> Task brief
Extract the complete data exactly as given.

━━ Data rows

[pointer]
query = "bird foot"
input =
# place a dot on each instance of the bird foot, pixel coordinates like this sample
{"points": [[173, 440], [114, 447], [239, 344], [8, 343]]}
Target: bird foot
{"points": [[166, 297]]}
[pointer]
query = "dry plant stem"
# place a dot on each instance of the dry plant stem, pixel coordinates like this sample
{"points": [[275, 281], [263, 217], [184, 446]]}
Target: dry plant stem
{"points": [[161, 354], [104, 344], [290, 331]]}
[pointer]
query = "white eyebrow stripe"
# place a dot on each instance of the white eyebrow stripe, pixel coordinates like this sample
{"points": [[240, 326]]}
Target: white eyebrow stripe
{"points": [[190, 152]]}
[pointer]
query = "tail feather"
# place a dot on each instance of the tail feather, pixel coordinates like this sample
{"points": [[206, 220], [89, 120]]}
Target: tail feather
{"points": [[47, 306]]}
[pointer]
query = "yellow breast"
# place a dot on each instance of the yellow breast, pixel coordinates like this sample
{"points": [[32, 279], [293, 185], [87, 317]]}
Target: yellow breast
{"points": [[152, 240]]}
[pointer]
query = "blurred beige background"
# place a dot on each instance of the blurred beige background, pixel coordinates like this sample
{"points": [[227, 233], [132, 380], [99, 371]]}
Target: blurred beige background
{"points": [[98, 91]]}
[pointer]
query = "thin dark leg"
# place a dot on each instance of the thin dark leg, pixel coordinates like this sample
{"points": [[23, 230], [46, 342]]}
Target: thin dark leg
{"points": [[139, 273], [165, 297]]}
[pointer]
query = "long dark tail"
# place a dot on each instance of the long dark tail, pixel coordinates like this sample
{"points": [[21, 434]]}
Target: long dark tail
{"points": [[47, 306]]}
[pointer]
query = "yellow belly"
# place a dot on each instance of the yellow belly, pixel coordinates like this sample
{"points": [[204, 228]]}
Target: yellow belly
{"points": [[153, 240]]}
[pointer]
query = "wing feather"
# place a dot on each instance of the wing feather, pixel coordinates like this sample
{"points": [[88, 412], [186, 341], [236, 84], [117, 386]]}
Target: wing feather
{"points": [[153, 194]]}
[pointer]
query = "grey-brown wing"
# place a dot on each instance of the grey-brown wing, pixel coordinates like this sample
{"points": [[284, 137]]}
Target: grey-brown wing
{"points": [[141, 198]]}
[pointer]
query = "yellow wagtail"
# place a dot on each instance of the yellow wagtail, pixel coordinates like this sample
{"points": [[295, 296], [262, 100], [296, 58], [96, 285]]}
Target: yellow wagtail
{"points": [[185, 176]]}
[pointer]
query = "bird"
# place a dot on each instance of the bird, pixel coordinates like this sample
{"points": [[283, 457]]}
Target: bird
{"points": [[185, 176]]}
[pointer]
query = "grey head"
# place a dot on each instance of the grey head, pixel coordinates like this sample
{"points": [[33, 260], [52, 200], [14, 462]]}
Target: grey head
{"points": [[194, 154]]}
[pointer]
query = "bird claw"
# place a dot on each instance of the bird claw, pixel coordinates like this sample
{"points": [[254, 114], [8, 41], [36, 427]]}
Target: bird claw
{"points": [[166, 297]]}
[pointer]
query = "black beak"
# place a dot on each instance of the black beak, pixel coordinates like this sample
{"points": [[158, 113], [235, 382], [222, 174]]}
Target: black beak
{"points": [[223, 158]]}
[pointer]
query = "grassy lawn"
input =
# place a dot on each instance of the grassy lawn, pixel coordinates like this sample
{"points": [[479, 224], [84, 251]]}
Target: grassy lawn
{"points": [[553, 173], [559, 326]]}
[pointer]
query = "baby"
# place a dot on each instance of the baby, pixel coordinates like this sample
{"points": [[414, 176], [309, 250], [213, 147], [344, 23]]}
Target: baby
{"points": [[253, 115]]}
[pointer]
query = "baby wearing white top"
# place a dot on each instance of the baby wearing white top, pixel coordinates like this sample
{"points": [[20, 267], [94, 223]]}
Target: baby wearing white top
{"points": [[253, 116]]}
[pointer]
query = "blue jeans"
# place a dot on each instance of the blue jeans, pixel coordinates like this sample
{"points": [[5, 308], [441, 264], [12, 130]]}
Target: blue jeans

━━━━

> Answer
[pointer]
query = "bird foot"
input =
# place a dot on each instance of the bird foot, pixel coordinates like this sample
{"points": [[173, 440], [114, 447], [239, 344], [8, 343]]}
Target: bird foot
{"points": [[166, 297]]}
[pointer]
query = "dry plant stem"
# place a dot on each instance of the dry plant stem, pixel coordinates like this sample
{"points": [[275, 281], [263, 217], [184, 446]]}
Target: dry plant stem
{"points": [[161, 354], [104, 344], [290, 331]]}
[pointer]
query = "white eyebrow stripe"
# place a dot on each instance of the white eyebrow stripe, pixel coordinates like this sample
{"points": [[240, 326]]}
Target: white eyebrow stripe
{"points": [[190, 152]]}
[pointer]
query = "tail feather"
# place a dot on each instance of the tail feather, pixel coordinates like this sample
{"points": [[206, 220], [89, 120]]}
Target: tail feather
{"points": [[47, 306]]}
[pointer]
query = "yellow breast"
# place a dot on each instance of the yellow breast, pixel coordinates like this sample
{"points": [[32, 279], [293, 185], [87, 317]]}
Target: yellow breast
{"points": [[152, 240]]}
[pointer]
query = "blurred beige background"
# place a dot on each instance of the blurred beige background, pixel coordinates like this sample
{"points": [[227, 233], [132, 380], [99, 371]]}
Target: blurred beige background
{"points": [[98, 91]]}
[pointer]
query = "thin dark leg"
# place a dot on each instance of the thin dark leg, pixel coordinates like this sample
{"points": [[23, 230], [46, 342]]}
Target: thin dark leg
{"points": [[139, 273], [165, 297]]}
[pointer]
query = "long dark tail"
# place a dot on each instance of the long dark tail, pixel coordinates like this sample
{"points": [[21, 434]]}
Target: long dark tail
{"points": [[47, 306]]}
[pointer]
query = "yellow belly"
# place a dot on each instance of the yellow belly, pixel coordinates like this sample
{"points": [[204, 228]]}
Target: yellow belly
{"points": [[153, 240]]}
[pointer]
query = "wing feather"
# place a dot on each instance of the wing feather, pixel coordinates like this sample
{"points": [[88, 412], [186, 341], [236, 84], [117, 386]]}
Target: wing feather
{"points": [[153, 194]]}
[pointer]
query = "grey-brown wing"
# place a dot on each instance of the grey-brown wing, pixel coordinates like this sample
{"points": [[284, 137]]}
Target: grey-brown wing
{"points": [[141, 198]]}
[pointer]
query = "yellow wagtail"
# place a dot on each instance of the yellow wagtail, pixel coordinates like this sample
{"points": [[295, 296], [262, 100], [296, 58], [96, 285]]}
Target: yellow wagtail
{"points": [[185, 176]]}
[pointer]
query = "bird"
# place a dot on each instance of the bird, pixel coordinates like this sample
{"points": [[283, 457]]}
Target: bird
{"points": [[185, 176]]}
[pointer]
query = "grey head"
# place a dot on each instance of the grey head, pixel coordinates like this sample
{"points": [[33, 260], [52, 200], [14, 462]]}
Target: grey head
{"points": [[194, 154]]}
[pointer]
query = "bird claw"
# place a dot on each instance of the bird claw, pixel coordinates like this sample
{"points": [[254, 114], [8, 41], [36, 427]]}
Target: bird claw
{"points": [[166, 297]]}
[pointer]
query = "black beak"
# place a dot on each instance of the black beak, pixel coordinates like this sample
{"points": [[158, 113], [235, 382], [222, 174]]}
Target: black beak
{"points": [[223, 158]]}
[pointer]
query = "grassy lawn"
input =
# place a dot on each instance of the grassy lawn, pixel coordinates like this sample
{"points": [[479, 224], [84, 251]]}
Target: grassy lawn
{"points": [[553, 173], [559, 326]]}
[pointer]
query = "baby"
# place a dot on each instance of the baby, pixel coordinates like this sample
{"points": [[414, 176], [309, 250], [213, 147], [344, 23]]}
Target: baby
{"points": [[253, 115]]}
[pointer]
query = "baby wearing white top"
# place a dot on each instance of the baby wearing white top, pixel coordinates like this sample
{"points": [[20, 267], [94, 223]]}
Target: baby wearing white top
{"points": [[253, 116]]}
[pointer]
query = "blue jeans"
# place a dot on each instance of the blue jeans, pixel coordinates like this sample
{"points": [[5, 308], [441, 264], [12, 130]]}
Target: blue jeans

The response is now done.